## Text provided
______
Where possible, the chief put a price tag on some suggestions, to explain why the department had not pursued them before. ESCI, for instance, suggests a “satisfaction” survey be provided to each user of the system, to monitor its effectiveness. Agreed, Lohr replies, but it will cost another $1,000 a year.

ESCI would like to see a regular newsletter go out to the public. Sure, says Lohr. Who’s going to fund the $4,000 per issue? But when ESCI suggests distribution of all staff meeting minutes, Lohr disagrees and lists 21 sources of information already in place, most of them regular meetings, e-mail, and Web sites.

Personnel, however, is a more serious matter. As far back as 2001, the ISO stated that Peachtree City needs three fire stations in addition to the four we have now, with personnel to staff them. The ESCI report also would add duties to officers such as the fire marshal and a public fire and life safety educator, without support staff.
______
## Activity 1
Based on the passage on the ESCI report, decide whether each statement agrees with it. Answer yes or no for each, and quote the words from the passage that settle it.
(a) Lohr says a satisfaction survey would cost another $1,000 a year.
(b) Lohr agrees that all staff meeting minutes should be distributed.
(c) The ISO stated in 2001 that Peachtree City needs two fire stations beyond the four it has.
## Activity 2
In the passage on the ESCI report, what cost per issue does Lohr give for a public newsletter?
## Activity 3
Write out the stretch of the passage on the ESCI report from "Where possible, the" through "and Web sites.", word for word.
None of the lines that follow are needed here.

(Stored data entries)
______
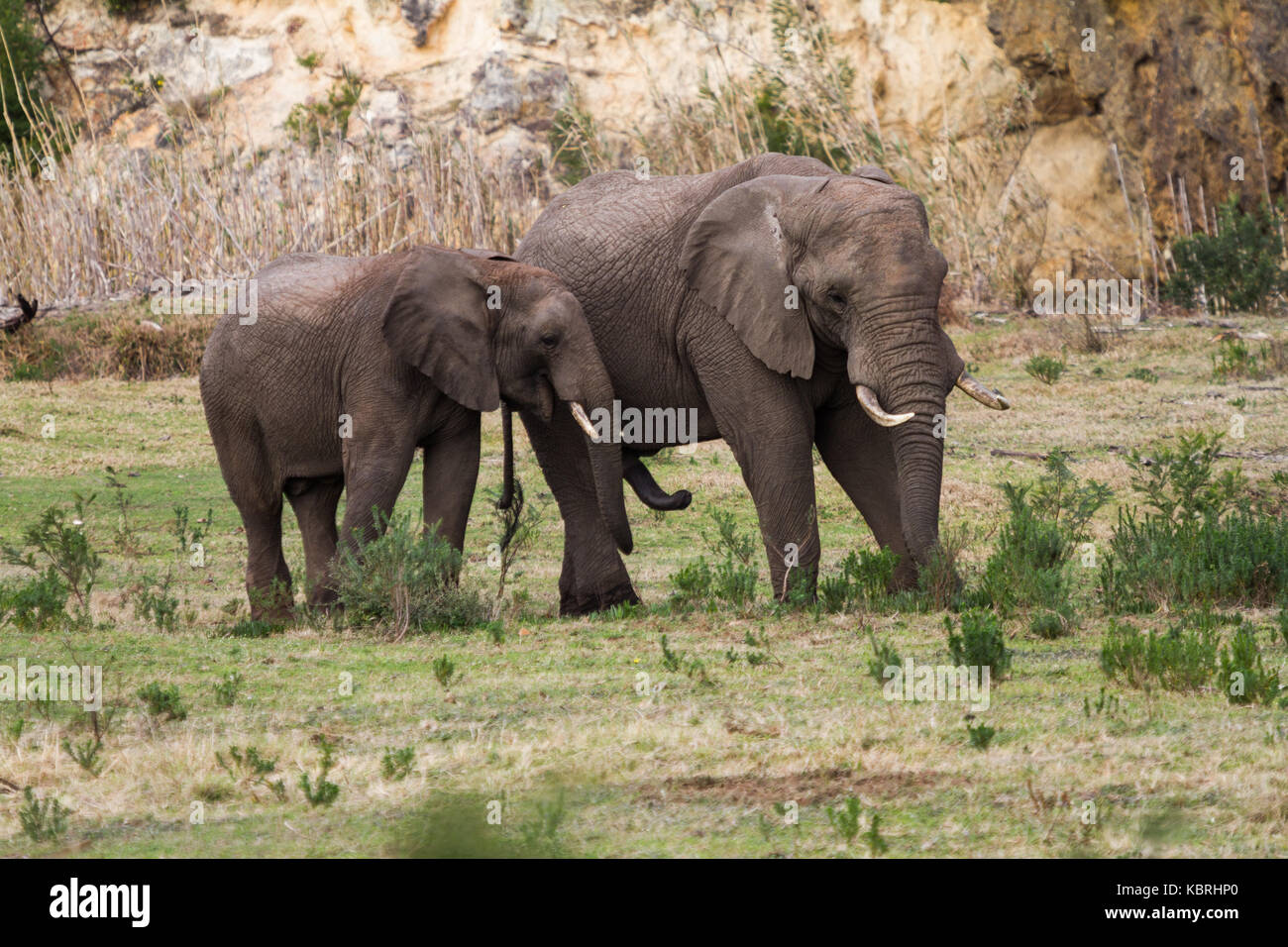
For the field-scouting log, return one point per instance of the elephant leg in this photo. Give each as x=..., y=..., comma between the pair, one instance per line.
x=593, y=577
x=771, y=432
x=858, y=454
x=268, y=579
x=374, y=475
x=451, y=474
x=314, y=501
______
## Worked solution 1
(a) Yes: "Agreed, Lohr replies, but it will cost another $1,000 a year."
(b) No: "Lohr disagrees and lists 21 sources of information already in place"
(c) No: "the ISO stated that Peachtree City needs three fire stations in addition to the four we have now"

## Worked solution 2
$4,000 per issue.

## Worked solution 3
Where possible, the chief put a price tag on some suggestions, to explain why the department had not pursued them before. ESCI, for instance, suggests a “satisfaction” survey be provided to each user of the system, to monitor its effectiveness. Agreed, Lohr replies, but it will cost another $1,000 a year.

ESCI would like to see a regular newsletter go out to the public. Sure, says Lohr. Who’s going to fund the $4,000 per issue? But when ESCI suggests distribution of all staff meeting minutes, Lohr disagrees and lists 21 sources of information already in place, most of them regular meetings, e-mail, and Web sites.